--- TEXTAUSSCHNITT ---

Paris/Lille. Trotz Bürgerkrieg und Armut nimmt der jüngste Staat der Erde, Südsudan, bei Olympia 2024 am Basketball-Turnier teil. Die Geschichte dahinter.

Es war einmal. So beginnt jedes gute Märchen. Aber das des Südsudan hätte so nicht beginnen dürfen. Es war nämlich einmal der Sudan, geteilt – ganz grob formuliert – in einen tief verfeindeten Norden und Süden. Seit 2011 muss es heißen: Es ist einmal. Der Südsudan nämlich. Doch zum Auftakt ins Basketball-Turnier der Olympischen Spiele in Paris hallte die Hymne des Sudan durch das Pierre-Mauroy-Stadion in Lille.

Ein Fehler, den die Organisatoren schnell bemerkten und korrigierten, nachdem verärgerte Zuschauer ihrer Frustration lautstark Ausdruck verliehen hatten. Einer, der sinnbildlich steht für die Hürden, die die Basketballer des jüngsten Staates der Erde noch immer zu überwinden haben. Ebenso symbolisch: Sie ließen sich davon nicht aufhalten, besiegten Puerto Rico im Anschluss mit 90:79. An diesem Mittwoch (21 Uhr) steht das größte sportliche Ereignis der bisherigen Landesgeschichte bevor: ein Rendezvous mit dem Dreamteam der USA um Superstar LeBron James.

Olympia: Das Märchen der Basketballer aus dem Südsudan

Ein wahr gewordenes Märchen ist die Olympia-Teilnahme der 14-köpfigen südsudanesischen Delegation (zwölf Basketballer, zwei Leichtathleten) aber nur bedingt. Im Märchen gewinnen die Guten und verlieren die Bösen. Im Südsudan haben dafür aber alle zu viel verloren.

20 Jahre Bürgerkrieg mit dem Sudan haben den ostafrikanischen Staat aufgerieben. Der Index der menschlichen Entwicklung weist den Südsudan vor Somalia auf Platz 193 von 194 aufgeführten Ländern aus. Durchschnittlich verdient ein Erwachsener 359 Dollar pro Jahr. Es gibt keine freien Wahlen, dafür ständig Putschversuche. Die knapp elf Millionen Einwohner verteilen sich auf 67 Ethnien mit unterschiedlichen Sprachen und Kulturen. Ein Nationalgefühl zu schaffen, ist kompliziert, doch alle eint in diesem Moment der Stolz auf die Basketballer.

---

◆ AUFGABENSTELLUNGEN:
A – Gegen welche Mannschaft gewann der Südsudan laut dem Text über die südsudanesischen Basketballer sein Auftaktspiel, und mit welchem Ergebnis?
B – Gib aus dem Text über die südsudanesischen Basketballer den Abschnitt von „Paris/Lille. Trotz Bürgerkrieg“ bis einschließlich „Pierre-Mauroy-Stadion in Lille.“ wortgetreu wieder.
C – Führe den Text über die Basketballer aus dem Südsudan im Anschluss an seinen letzten Satz fort.
Die Auflistung ist eigenständiges Material und gehört nicht zum Text.

--- ÜBUNGSDATEN ---

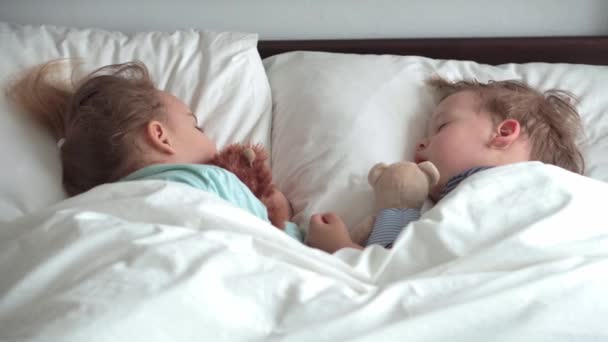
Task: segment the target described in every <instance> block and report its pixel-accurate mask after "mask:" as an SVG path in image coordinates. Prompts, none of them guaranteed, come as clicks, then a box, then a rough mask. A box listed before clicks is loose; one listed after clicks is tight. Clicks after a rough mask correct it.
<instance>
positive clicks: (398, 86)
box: [264, 52, 608, 228]
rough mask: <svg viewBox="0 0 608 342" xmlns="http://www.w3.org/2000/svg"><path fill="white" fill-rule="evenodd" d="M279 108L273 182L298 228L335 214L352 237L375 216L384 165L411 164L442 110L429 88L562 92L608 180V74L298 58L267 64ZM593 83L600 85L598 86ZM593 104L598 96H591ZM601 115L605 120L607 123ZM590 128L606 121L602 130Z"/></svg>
mask: <svg viewBox="0 0 608 342" xmlns="http://www.w3.org/2000/svg"><path fill="white" fill-rule="evenodd" d="M264 64H265V67H266V73H267V74H268V78H269V81H270V85H271V89H272V98H273V133H272V144H273V153H272V159H273V177H274V179H275V181H276V182H277V184H278V185H279V187H280V188H281V189H283V190H284V192H285V193H286V195H287V197H288V198H289V199H290V200H291V201H292V204H293V205H294V211H295V213H296V217H295V219H294V220H295V221H296V222H298V223H300V224H302V225H303V226H305V227H306V226H307V224H308V220H309V218H310V215H312V214H314V213H316V212H323V211H335V212H337V213H338V214H340V215H341V216H342V217H343V218H344V220H345V222H346V224H347V226H348V227H350V228H352V227H354V226H355V225H356V224H357V223H359V222H360V221H361V220H362V219H363V218H364V217H365V216H366V215H369V214H372V213H373V204H374V203H373V194H372V190H371V187H370V186H369V185H368V183H367V174H368V171H369V169H370V168H371V167H372V166H373V165H374V164H375V163H377V162H386V163H391V162H395V161H399V160H404V159H405V160H412V159H413V154H414V149H415V143H416V142H417V141H418V140H419V139H420V138H422V137H423V136H424V132H425V130H426V122H427V120H428V118H429V114H430V113H431V111H432V109H433V107H434V106H435V100H436V99H434V98H433V92H432V90H431V89H430V88H429V87H428V86H426V85H425V83H424V82H425V80H426V79H428V78H429V77H430V76H432V75H434V74H438V75H441V76H443V77H445V78H447V79H451V80H458V79H463V78H466V79H473V78H474V79H477V80H479V81H488V80H505V79H520V80H524V81H527V82H529V83H530V84H531V85H532V86H538V87H540V88H542V89H546V88H551V87H561V88H565V89H568V90H570V91H572V92H574V93H575V94H577V95H579V96H580V97H581V100H582V103H581V105H580V106H579V108H580V110H581V114H582V115H583V118H584V121H585V128H586V129H587V131H588V134H590V135H591V136H592V139H591V140H590V141H591V142H592V144H593V146H592V148H591V149H589V150H588V151H587V152H588V153H587V154H585V157H586V161H587V164H588V166H589V168H588V174H589V175H591V176H593V177H595V178H598V179H604V180H608V164H607V163H606V157H605V155H606V152H608V141H607V140H606V139H607V138H606V134H607V132H608V130H607V129H606V125H608V117H607V116H606V115H603V114H605V113H606V111H607V110H608V97H605V96H604V97H602V96H600V93H601V92H602V91H604V92H605V91H606V90H608V68H606V67H593V66H580V65H548V64H534V65H504V66H499V67H494V66H489V65H482V64H477V63H474V62H465V61H446V60H433V59H428V58H422V57H403V56H390V55H382V56H379V55H352V54H332V53H318V52H292V53H286V54H282V55H277V56H273V57H270V58H267V59H265V60H264ZM591 75H593V76H591ZM592 94H593V95H592ZM602 115H603V117H602ZM592 120H597V121H602V122H601V123H600V124H599V125H597V126H592V125H590V123H591V121H592Z"/></svg>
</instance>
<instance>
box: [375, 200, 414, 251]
mask: <svg viewBox="0 0 608 342" xmlns="http://www.w3.org/2000/svg"><path fill="white" fill-rule="evenodd" d="M419 218H420V209H414V208H390V209H382V210H380V211H379V212H378V215H377V216H376V221H375V222H374V228H373V230H372V232H371V234H370V236H369V239H368V240H367V243H366V244H365V245H366V246H369V245H376V244H377V245H381V246H383V247H386V248H391V247H392V246H393V242H395V240H396V239H397V236H399V234H400V233H401V231H402V230H403V229H404V228H405V226H407V225H408V224H409V223H410V222H412V221H415V220H417V219H419Z"/></svg>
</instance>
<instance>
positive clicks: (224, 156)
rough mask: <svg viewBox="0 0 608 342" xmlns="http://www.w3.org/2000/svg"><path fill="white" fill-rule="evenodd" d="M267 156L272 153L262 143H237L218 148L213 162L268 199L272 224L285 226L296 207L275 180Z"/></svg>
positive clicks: (271, 221)
mask: <svg viewBox="0 0 608 342" xmlns="http://www.w3.org/2000/svg"><path fill="white" fill-rule="evenodd" d="M267 159H268V153H267V152H266V150H265V149H264V147H263V146H262V145H260V144H256V145H252V144H239V143H236V144H232V145H229V146H227V147H225V148H224V149H222V150H221V151H220V152H218V154H217V155H216V156H215V157H214V158H213V159H212V160H211V161H210V162H209V164H211V165H215V166H219V167H221V168H224V169H226V170H228V171H230V172H232V173H234V174H235V175H236V176H237V177H238V178H239V179H240V180H241V182H243V183H244V184H245V185H246V186H247V187H248V188H249V189H250V190H251V192H252V193H253V194H254V195H255V196H256V197H257V198H258V199H259V200H260V201H261V202H262V203H264V205H265V206H266V210H267V211H268V219H269V220H270V222H271V223H272V225H273V226H275V227H277V228H279V229H284V228H285V222H286V221H289V220H290V219H291V216H292V210H291V206H290V204H289V201H288V200H287V198H286V197H285V195H284V194H283V193H282V192H281V191H279V190H278V189H277V187H276V186H274V184H273V183H272V174H271V171H270V168H269V167H268V165H267V164H266V160H267Z"/></svg>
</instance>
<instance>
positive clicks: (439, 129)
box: [436, 122, 449, 132]
mask: <svg viewBox="0 0 608 342" xmlns="http://www.w3.org/2000/svg"><path fill="white" fill-rule="evenodd" d="M448 123H449V122H444V123H442V124H441V125H439V126H438V127H437V131H436V132H439V131H441V129H442V128H443V127H445V126H446V125H447V124H448Z"/></svg>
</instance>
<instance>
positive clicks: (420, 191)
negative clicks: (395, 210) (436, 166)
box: [368, 161, 439, 210]
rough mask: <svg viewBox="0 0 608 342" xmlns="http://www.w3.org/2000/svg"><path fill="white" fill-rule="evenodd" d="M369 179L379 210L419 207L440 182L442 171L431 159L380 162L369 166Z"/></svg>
mask: <svg viewBox="0 0 608 342" xmlns="http://www.w3.org/2000/svg"><path fill="white" fill-rule="evenodd" d="M368 180H369V184H370V185H371V186H372V188H373V189H374V193H375V197H376V209H377V210H380V209H386V208H420V207H422V204H423V203H424V201H425V199H426V198H427V197H428V195H429V192H430V191H431V188H432V187H433V186H434V185H436V184H437V182H439V171H437V168H436V167H435V165H433V163H431V162H429V161H426V162H422V163H420V164H416V163H413V162H398V163H394V164H390V165H387V164H384V163H379V164H376V165H374V167H372V169H371V170H370V172H369V175H368Z"/></svg>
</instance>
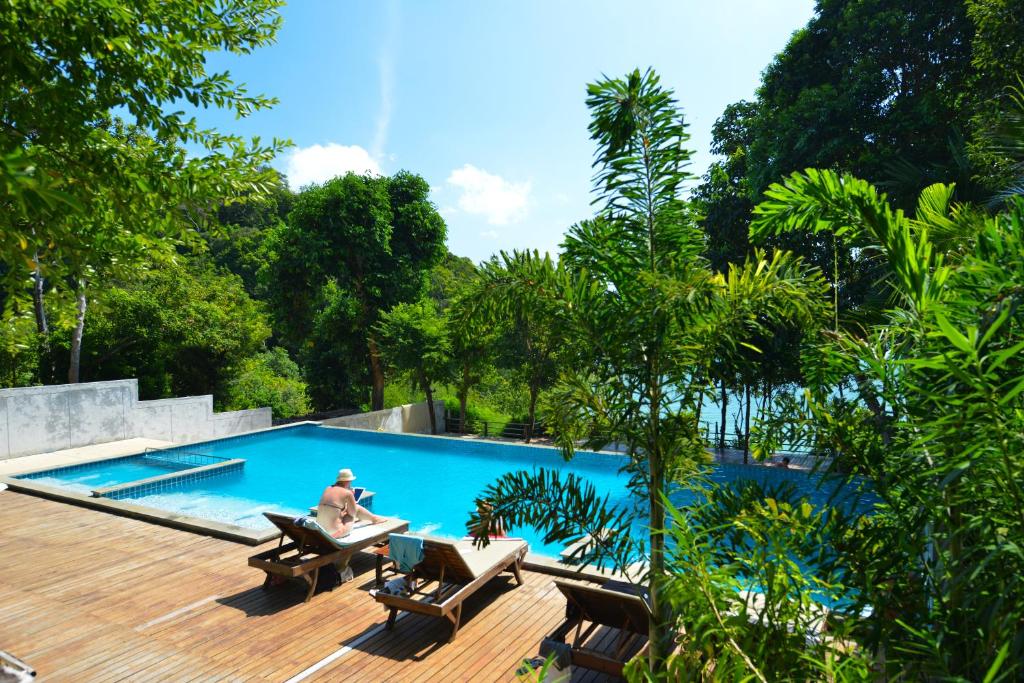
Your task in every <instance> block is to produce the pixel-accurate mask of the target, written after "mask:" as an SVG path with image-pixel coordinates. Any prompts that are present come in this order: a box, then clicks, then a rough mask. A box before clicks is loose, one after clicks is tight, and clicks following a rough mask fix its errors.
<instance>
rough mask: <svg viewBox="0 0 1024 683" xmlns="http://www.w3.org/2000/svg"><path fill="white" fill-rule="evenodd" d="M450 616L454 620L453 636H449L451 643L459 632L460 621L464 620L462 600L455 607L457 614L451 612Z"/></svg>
mask: <svg viewBox="0 0 1024 683" xmlns="http://www.w3.org/2000/svg"><path fill="white" fill-rule="evenodd" d="M449 618H450V620H452V637H451V638H449V642H450V643H451V642H452V641H453V640H455V637H456V634H458V633H459V623H460V622H461V621H462V603H461V602H460V603H459V604H458V605H456V607H455V616H453V615H452V614H449Z"/></svg>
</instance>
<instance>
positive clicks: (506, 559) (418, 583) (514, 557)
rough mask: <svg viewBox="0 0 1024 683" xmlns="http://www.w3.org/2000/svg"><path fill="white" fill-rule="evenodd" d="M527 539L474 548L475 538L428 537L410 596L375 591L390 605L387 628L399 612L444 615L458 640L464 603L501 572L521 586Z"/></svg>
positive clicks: (393, 625) (501, 541)
mask: <svg viewBox="0 0 1024 683" xmlns="http://www.w3.org/2000/svg"><path fill="white" fill-rule="evenodd" d="M526 550H527V546H526V542H525V541H521V540H519V539H502V540H494V541H492V542H490V544H489V545H488V546H487V547H486V548H479V549H477V548H474V547H473V542H472V541H444V540H440V539H431V538H425V539H424V540H423V560H422V561H421V562H420V563H419V564H417V565H416V566H415V567H414V569H413V571H412V573H411V575H410V580H411V581H412V583H414V585H415V586H416V590H415V592H413V593H412V594H410V595H392V594H388V593H384V592H377V593H375V594H374V599H375V600H377V602H380V603H383V604H384V605H386V606H387V607H389V608H390V610H391V611H390V613H389V614H388V617H387V628H388V629H389V630H390V629H393V628H394V622H395V620H396V618H397V616H398V612H399V611H410V612H417V613H420V614H427V615H430V616H442V617H446V618H447V620H449V621H450V622H452V636H451V638H450V639H449V642H451V641H453V640H455V637H456V634H458V633H459V625H460V622H461V621H462V603H463V602H464V601H465V600H466V598H468V597H469V596H471V595H472V594H473V593H475V592H476V591H477V590H479V589H480V588H481V587H482V586H483V585H484V584H486V583H487V582H488V581H490V580H492V579H494V578H495V577H497V575H498V574H500V573H501V572H502V571H511V572H512V574H513V575H514V577H515V580H516V583H517V584H518V585H520V586H521V585H522V577H521V575H520V573H519V569H520V567H521V565H522V560H523V558H524V557H525V555H526Z"/></svg>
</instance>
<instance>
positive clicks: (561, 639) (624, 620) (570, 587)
mask: <svg viewBox="0 0 1024 683" xmlns="http://www.w3.org/2000/svg"><path fill="white" fill-rule="evenodd" d="M554 583H555V586H557V587H558V590H559V591H561V593H562V595H564V596H565V621H564V622H562V624H560V625H559V626H558V628H556V629H555V630H554V631H552V632H551V634H550V635H549V636H548V637H547V638H545V640H550V641H555V642H558V643H565V642H566V637H567V636H568V635H569V633H571V632H572V631H574V632H575V633H574V634H573V637H572V642H571V643H570V644H569V648H570V650H571V663H572V665H573V666H577V667H583V668H585V669H592V670H594V671H599V672H601V673H604V674H608V675H610V676H617V677H620V678H621V677H622V676H623V669H624V668H625V667H626V663H627V661H628V658H627V653H628V652H629V651H630V649H631V647H632V646H633V645H635V644H636V643H637V641H638V639H646V638H647V631H648V625H647V623H646V621H645V620H644V622H643V623H642V624H638V623H637V617H638V616H639V615H640V614H644V616H645V617H646V615H647V614H649V613H650V611H649V609H650V608H649V607H648V606H647V603H646V602H645V601H644V599H643V598H641V597H640V596H638V595H634V594H631V593H625V592H622V591H611V590H608V589H606V588H598V587H597V586H585V585H582V584H571V583H568V582H564V581H558V580H555V582H554ZM580 592H586V593H588V594H590V595H592V596H593V597H594V598H595V599H602V600H605V601H609V602H610V601H614V602H617V603H620V604H623V605H624V606H627V607H628V608H630V609H632V610H633V612H634V613H633V614H631V613H630V612H629V611H627V609H623V615H622V618H621V620H603V621H592V620H591V617H592V616H594V614H593V613H591V612H590V611H589V610H588V609H587V607H586V605H584V604H581V603H580V602H579V601H578V599H577V596H575V595H573V594H577V595H578V594H579V593H580ZM584 622H589V624H590V625H589V626H588V627H586V628H584ZM602 626H604V627H610V628H613V629H617V630H618V639H617V643H616V647H615V651H614V654H613V655H610V656H609V655H608V654H607V653H605V652H600V651H598V650H595V649H591V648H588V647H586V646H585V645H584V643H585V642H587V639H588V638H590V636H591V635H592V634H593V633H594V631H596V630H597V629H598V627H602ZM644 648H646V645H644ZM642 649H643V648H642ZM542 651H543V650H542Z"/></svg>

---

◆ ANTWORTEN ZUR ÜBUNG:
A – Gegen Puerto Rico, mit 90:79.

B –
Paris/Lille. Trotz Bürgerkrieg und Armut nimmt der jüngste Staat der Erde, Südsudan, bei Olympia 2024 am Basketball-Turnier teil. Die Geschichte dahinter.

Es war einmal. So beginnt jedes gute Märchen. Aber das des Südsudan hätte so nicht beginnen dürfen. Es war nämlich einmal der Sudan, geteilt – ganz grob formuliert – in einen tief verfeindeten Norden und Süden. Seit 2011 muss es heißen: Es ist einmal. Der Südsudan nämlich. Doch zum Auftakt ins Basketball-Turnier der Olympischen Spiele in Paris hallte die Hymne des Sudan durch das Pierre-Mauroy-Stadion in Lille.

C –
Im Südsudan leben die größten Menschen der Welt

Dass die Qualifikation für Paris als 17. der WM 2023, und damit bester afrikanischer Teilnehmer, gelang, ist daher umso bemerkenswerter. Doch es gibt auch Erklärungsansätze dafür. Einer davon ist in den Genen der Sportler zu finden.

Stolze Fans feiern die Olympia-Teilnahme der Südsudanesen.
Stolze Fans feiern die Olympia-Teilnahme der Südsudanesen. © Getty Images | Gregory Shamus

Die Nomadenvölker im Südsudan gelten als die größten Menschen weltweit. Männer von mehr als zwei Metern sind keine Seltenheit. Häufig verfügen sie über eine rohe, teils noch etwas unkoordinierte Athletik, die sich vor allem im Basketball als hilfreich erweist.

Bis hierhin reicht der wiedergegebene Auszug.